Selected extract
***

The overall scenario, which encompasses both spatial and temporal changes in the substrate temperature during the doping process, can be described using Equation (2), obtained from [20,21]:

$$\mathrm{T}\left(\mathrm{z},\mathrm{t}\right)=\left\{{\displaystyle \frac{2\mathrm{P}{\mathrm{e}}^{-\left[\frac{{\mathrm{z}}^2}{4\mathsf{\kappa }\mathrm{t}}\right]}}{\mathrm{ᴋ}\mathrm{a}}}\sqrt{{\displaystyle \frac{\mathsf{\kappa }\mathrm{t}}{\mathsf{\pi }}}}\right\}-\left\{{\displaystyle \frac{\mathrm{P}\mathrm{z}}{\mathrm{a}}}\mathrm{e}\mathrm{r}\mathrm{f}\mathrm{c}\left[{\displaystyle \frac{\mathrm{z}}{2\sqrt{\mathsf{\kappa }\mathrm{t}}}}\right]\right\}$$

(2)

Here, the vertical axis, denoted as $\mathrm{z}$, is oriented downwards and originates from the center of the laser beam. By considering $\mathrm{T}\left(\mathrm{z},{\mathrm{t}}_{\mathrm{i}\mathrm{n}\mathrm{t}}\right)$ in Equation (2) as the initial condition, the solution to the one-dimensional transient heat conduction equation (Equation (1)) depicts the temperature distribution, ${\mathrm{T}}_{\mathrm{c}}\left(\mathrm{z},\mathrm{t}\right)$, within the material during the cooling phase after the laser beam has heated the interaction zone, at which point doping can be induced. To obtain Equation (3), the derivative of ${\mathrm{T}}_{\mathrm{c}}\left(\mathrm{z},\mathrm{t}\right)$ with respect to time is evaluated at z = 0 and t = t_int; this signifies the cooling rate at the specific t_int [20,21].

***

Provided information
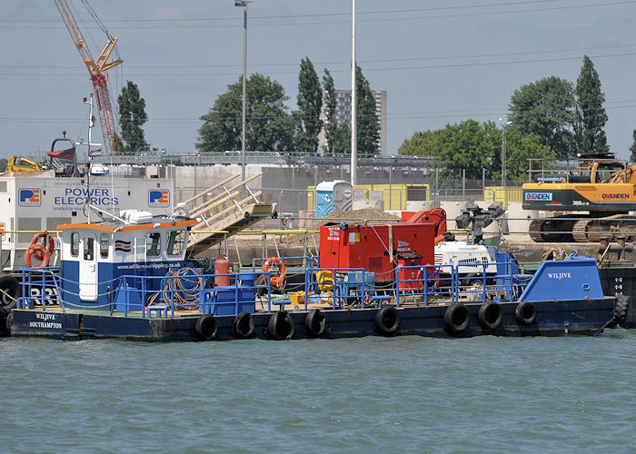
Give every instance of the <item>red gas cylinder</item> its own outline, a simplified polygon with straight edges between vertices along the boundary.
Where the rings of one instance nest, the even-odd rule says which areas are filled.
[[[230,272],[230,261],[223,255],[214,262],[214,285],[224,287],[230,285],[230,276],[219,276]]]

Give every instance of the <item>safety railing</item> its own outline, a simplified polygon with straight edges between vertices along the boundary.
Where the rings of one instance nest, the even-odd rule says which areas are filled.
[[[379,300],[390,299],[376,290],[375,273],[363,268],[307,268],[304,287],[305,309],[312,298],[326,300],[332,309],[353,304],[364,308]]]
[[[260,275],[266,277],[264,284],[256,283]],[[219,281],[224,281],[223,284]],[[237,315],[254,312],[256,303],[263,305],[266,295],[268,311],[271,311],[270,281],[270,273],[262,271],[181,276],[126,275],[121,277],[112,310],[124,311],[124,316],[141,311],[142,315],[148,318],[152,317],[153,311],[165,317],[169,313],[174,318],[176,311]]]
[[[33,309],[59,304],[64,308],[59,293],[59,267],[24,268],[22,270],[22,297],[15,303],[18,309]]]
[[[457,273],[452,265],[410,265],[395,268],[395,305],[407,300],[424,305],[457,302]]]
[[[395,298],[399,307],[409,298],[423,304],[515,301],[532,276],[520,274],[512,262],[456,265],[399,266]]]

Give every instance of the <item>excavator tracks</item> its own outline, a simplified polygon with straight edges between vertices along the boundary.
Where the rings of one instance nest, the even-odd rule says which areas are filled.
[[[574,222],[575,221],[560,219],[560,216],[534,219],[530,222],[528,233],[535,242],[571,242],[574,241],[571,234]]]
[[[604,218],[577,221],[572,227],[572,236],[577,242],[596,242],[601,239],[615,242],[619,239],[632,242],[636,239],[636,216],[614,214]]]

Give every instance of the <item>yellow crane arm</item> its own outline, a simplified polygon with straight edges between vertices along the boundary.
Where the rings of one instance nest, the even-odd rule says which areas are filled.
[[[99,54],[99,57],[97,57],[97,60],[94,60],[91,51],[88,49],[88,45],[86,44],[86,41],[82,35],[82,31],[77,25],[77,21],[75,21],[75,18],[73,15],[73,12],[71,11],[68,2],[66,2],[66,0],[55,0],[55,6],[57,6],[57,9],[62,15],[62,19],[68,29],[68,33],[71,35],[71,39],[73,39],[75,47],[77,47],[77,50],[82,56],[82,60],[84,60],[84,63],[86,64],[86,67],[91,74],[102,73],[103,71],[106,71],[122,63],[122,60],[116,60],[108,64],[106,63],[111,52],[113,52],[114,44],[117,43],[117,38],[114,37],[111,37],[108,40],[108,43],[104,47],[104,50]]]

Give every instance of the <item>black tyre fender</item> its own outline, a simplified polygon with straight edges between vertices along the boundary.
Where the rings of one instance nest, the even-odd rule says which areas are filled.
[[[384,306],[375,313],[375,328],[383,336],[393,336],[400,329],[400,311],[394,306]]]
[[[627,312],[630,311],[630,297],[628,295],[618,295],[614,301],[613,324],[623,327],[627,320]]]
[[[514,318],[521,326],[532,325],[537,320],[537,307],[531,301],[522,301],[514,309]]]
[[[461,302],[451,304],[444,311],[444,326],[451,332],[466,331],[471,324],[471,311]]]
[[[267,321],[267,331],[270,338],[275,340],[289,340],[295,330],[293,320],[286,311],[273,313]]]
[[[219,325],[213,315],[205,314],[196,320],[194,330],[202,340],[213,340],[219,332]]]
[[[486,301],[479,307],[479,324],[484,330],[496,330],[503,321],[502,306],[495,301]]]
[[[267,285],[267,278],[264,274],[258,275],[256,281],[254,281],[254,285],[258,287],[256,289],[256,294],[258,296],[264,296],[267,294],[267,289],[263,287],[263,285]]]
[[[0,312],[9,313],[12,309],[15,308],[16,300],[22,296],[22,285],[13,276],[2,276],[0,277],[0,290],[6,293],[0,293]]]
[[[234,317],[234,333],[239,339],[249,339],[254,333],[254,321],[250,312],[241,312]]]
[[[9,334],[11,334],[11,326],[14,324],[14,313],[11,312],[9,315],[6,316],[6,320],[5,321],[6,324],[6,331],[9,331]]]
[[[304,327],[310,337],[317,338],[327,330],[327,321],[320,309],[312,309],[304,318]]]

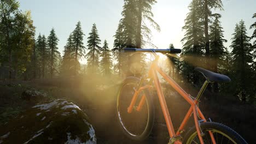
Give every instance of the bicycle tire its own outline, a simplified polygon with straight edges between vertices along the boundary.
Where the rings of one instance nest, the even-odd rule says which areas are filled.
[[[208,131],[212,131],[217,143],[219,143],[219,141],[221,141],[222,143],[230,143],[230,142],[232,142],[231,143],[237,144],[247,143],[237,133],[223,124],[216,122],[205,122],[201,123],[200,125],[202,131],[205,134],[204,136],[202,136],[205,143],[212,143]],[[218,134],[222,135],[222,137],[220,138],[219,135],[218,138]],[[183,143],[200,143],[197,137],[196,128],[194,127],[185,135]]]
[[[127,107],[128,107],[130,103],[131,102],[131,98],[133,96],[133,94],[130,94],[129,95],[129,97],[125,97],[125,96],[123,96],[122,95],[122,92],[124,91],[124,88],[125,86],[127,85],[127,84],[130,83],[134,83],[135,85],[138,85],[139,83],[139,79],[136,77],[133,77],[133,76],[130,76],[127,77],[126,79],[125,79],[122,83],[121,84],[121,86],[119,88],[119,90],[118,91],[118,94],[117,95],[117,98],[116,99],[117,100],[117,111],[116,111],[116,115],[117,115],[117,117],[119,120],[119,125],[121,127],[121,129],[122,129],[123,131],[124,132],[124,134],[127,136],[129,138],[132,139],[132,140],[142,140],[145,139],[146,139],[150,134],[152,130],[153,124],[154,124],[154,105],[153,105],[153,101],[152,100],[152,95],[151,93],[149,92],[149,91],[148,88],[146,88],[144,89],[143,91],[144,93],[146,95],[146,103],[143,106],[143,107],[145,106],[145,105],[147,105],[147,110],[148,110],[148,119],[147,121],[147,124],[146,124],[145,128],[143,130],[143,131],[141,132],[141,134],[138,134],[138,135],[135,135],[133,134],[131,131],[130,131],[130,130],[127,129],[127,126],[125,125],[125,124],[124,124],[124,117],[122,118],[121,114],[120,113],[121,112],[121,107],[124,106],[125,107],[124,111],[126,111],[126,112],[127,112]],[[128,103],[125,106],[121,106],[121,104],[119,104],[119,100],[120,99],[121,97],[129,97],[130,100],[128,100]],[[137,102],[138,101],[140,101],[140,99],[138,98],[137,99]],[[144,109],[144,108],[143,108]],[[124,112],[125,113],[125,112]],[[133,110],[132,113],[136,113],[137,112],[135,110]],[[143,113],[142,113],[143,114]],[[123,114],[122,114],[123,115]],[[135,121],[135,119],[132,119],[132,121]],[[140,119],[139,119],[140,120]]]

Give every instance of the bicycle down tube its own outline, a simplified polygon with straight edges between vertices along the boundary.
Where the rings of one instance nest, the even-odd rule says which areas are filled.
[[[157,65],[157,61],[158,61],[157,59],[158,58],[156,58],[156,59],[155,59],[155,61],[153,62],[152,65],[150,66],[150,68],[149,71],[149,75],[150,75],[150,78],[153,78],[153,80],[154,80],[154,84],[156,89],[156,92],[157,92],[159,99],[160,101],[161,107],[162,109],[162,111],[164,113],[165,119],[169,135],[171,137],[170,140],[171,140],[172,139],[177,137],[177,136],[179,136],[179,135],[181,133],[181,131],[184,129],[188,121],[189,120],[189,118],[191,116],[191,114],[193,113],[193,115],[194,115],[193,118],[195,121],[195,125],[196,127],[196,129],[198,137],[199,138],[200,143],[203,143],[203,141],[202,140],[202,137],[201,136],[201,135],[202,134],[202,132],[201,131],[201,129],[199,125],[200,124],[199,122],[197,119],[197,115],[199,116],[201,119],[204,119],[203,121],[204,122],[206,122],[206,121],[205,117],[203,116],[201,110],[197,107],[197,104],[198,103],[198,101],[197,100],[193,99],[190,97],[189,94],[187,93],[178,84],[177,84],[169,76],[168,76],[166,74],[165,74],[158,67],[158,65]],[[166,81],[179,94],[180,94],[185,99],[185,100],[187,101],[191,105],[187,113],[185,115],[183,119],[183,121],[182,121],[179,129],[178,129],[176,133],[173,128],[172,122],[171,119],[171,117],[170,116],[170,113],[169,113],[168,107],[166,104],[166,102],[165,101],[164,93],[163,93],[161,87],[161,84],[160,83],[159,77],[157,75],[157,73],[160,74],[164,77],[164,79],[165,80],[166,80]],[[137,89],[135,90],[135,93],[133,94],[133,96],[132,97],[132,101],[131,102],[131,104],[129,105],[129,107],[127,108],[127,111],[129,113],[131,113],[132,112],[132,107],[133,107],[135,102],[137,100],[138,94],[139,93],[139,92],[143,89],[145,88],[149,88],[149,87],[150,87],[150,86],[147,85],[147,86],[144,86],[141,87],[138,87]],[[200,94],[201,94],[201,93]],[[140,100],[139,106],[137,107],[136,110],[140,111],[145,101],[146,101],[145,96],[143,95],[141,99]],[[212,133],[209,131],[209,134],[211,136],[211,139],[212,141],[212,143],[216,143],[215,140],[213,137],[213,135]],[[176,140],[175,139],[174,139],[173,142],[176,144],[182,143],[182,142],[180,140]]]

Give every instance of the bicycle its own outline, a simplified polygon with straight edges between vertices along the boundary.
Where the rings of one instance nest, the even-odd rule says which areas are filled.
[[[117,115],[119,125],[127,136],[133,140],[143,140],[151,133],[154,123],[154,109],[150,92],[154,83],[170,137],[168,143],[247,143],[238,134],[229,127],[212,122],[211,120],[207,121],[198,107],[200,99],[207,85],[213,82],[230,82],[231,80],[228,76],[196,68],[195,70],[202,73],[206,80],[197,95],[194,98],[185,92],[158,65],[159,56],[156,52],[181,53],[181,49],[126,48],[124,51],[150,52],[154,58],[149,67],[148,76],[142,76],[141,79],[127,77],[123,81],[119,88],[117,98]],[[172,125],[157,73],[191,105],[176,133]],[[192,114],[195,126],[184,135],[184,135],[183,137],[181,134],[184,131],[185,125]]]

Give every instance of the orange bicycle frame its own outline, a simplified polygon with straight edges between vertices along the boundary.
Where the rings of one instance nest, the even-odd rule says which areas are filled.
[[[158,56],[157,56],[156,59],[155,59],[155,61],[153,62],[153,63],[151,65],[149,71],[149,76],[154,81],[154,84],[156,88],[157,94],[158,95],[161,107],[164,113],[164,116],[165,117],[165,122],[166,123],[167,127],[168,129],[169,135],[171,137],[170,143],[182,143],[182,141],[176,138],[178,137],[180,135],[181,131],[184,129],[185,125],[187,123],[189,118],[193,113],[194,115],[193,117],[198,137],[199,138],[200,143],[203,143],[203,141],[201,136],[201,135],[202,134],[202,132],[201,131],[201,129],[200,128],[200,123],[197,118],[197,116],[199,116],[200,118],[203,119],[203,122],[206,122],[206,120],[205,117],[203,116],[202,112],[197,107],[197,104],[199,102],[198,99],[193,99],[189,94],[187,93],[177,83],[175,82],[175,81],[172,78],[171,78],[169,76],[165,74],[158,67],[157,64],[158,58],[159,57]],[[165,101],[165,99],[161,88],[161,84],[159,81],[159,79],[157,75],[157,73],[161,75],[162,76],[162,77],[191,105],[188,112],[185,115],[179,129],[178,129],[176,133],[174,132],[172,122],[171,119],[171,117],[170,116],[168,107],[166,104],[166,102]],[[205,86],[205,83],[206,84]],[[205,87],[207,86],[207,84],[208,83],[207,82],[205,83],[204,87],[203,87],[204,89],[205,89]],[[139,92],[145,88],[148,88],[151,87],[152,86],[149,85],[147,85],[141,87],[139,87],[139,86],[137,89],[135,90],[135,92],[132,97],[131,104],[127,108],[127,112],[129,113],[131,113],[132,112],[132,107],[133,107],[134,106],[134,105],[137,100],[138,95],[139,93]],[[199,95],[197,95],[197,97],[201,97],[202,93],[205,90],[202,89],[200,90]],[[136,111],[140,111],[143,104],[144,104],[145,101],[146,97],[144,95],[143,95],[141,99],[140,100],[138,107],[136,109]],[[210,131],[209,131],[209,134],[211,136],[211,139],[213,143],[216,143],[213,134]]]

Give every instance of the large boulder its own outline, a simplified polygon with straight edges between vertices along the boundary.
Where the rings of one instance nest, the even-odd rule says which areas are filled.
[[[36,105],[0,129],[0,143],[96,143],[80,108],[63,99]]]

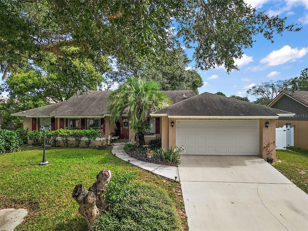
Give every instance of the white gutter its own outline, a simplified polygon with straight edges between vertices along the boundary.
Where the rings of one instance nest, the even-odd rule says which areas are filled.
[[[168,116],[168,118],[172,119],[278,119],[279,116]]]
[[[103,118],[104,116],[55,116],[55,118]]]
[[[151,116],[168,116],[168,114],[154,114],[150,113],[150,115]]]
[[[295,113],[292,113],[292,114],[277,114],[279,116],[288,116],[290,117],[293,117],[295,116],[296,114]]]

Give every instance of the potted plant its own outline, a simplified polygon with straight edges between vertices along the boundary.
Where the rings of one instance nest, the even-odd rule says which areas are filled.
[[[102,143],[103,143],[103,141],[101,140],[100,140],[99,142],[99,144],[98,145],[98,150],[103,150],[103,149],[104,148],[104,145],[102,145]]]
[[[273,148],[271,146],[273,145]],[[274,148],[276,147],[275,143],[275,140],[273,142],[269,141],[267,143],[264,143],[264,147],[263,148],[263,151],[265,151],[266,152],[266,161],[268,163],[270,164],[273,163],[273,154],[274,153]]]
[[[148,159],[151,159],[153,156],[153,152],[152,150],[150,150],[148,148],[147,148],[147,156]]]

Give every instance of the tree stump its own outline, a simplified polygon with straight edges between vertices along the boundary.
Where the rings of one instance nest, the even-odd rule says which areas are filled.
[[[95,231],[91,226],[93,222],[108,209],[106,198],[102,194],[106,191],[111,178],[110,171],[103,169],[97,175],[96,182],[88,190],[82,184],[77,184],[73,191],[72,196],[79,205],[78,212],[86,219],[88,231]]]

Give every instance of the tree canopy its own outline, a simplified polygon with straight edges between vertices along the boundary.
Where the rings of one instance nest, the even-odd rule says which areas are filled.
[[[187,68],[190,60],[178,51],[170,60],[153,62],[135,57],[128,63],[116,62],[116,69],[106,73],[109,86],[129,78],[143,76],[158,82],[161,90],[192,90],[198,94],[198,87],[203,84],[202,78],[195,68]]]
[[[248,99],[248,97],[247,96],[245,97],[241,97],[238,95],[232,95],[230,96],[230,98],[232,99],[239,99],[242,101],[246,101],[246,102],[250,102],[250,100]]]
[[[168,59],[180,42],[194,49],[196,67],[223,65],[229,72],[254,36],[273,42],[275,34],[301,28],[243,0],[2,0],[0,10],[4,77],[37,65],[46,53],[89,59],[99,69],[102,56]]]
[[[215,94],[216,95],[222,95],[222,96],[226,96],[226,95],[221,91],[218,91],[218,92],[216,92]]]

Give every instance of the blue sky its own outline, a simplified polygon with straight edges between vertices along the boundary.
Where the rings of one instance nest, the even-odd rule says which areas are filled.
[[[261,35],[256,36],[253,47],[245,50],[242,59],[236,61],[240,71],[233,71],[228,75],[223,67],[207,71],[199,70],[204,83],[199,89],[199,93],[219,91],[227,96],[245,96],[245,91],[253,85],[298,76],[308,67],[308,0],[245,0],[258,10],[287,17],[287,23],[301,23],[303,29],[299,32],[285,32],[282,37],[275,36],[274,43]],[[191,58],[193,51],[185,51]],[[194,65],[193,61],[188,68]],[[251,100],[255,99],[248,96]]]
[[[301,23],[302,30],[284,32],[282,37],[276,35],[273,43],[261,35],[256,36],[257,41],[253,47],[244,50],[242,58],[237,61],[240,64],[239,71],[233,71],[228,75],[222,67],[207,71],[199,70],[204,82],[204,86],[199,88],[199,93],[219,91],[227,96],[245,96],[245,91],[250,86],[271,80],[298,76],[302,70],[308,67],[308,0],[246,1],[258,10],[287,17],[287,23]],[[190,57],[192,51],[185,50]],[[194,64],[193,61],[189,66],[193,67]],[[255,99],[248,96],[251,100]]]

***

Given task 1
Please repeat the part of the laser doping passage between "Here, the vertical" and "specific t_int [20,21].", inclusive, word for word.
Given task 2
Name every numbered equation the laser doping passage refers to.
Given task 3
Carry the laser doping passage forward from its last sentence.

Task answer 1
Here, the vertical axis, denoted as $\mathrm{z}$, is oriented downwards and originates from the center of the laser beam. By considering $\mathrm{T}\left(\mathrm{z},{\mathrm{t}}_{\mathrm{i}\mathrm{n}\mathrm{t}}\right)$ in Equation (2) as the initial condition, the solution to the one-dimensional transient heat conduction equation (Equation (1)) depicts the temperature distribution, ${\mathrm{T}}_{\mathrm{c}}\left(\mathrm{z},\mathrm{t}\right)$, within the material during the cooling phase after the laser beam has heated the interaction zone, at which point doping can be induced. To obtain Equation (3), the derivative of ${\mathrm{T}}_{\mathrm{c}}\left(\mathrm{z},\mathrm{t}\right)$ with respect to time is evaluated at z = 0 and t = t_int; this signifies the cooling rate at the specific t_int [20,21].

Task answer 2
Equation (1), Equation (2), Equation (3)

Task answer 3
$$-{\displaystyle \frac{{\mathrm{d}\mathrm{T}}_{\mathrm{c}}}{\mathrm{d}\mathrm{t}}}=\left({\displaystyle \frac{0.293\mathrm{P}}{\mathrm{ᴋ}\mathrm{a}}}\right)\sqrt{{\displaystyle \frac{\mathsf{\kappa }v}{\mathsf{\pi }\mathrm{d}}}}$$

(3)

The heat-transfer model was previously validated using a simplified approach [21] to predict laser-induced temperature profiles during the sintering of TiO₂ nanoparticles (NPs) on quartz substrates. The model accurately forecasted the anatase-to-rutile phase transformation, predicting a temperature range of 550–600 °C under laser irradiation at 3.55 W and a scanning speed of 2 mm/s. These conditions corresponded to the experimentally observed phase change, as evidenced by the formation of rutile-phase TiO₂ and the characteristic brown coloration shown in Figure 8g of [21]. This validation established the model’s effectiveness in reliably correlating laser process parameters with phase transitions.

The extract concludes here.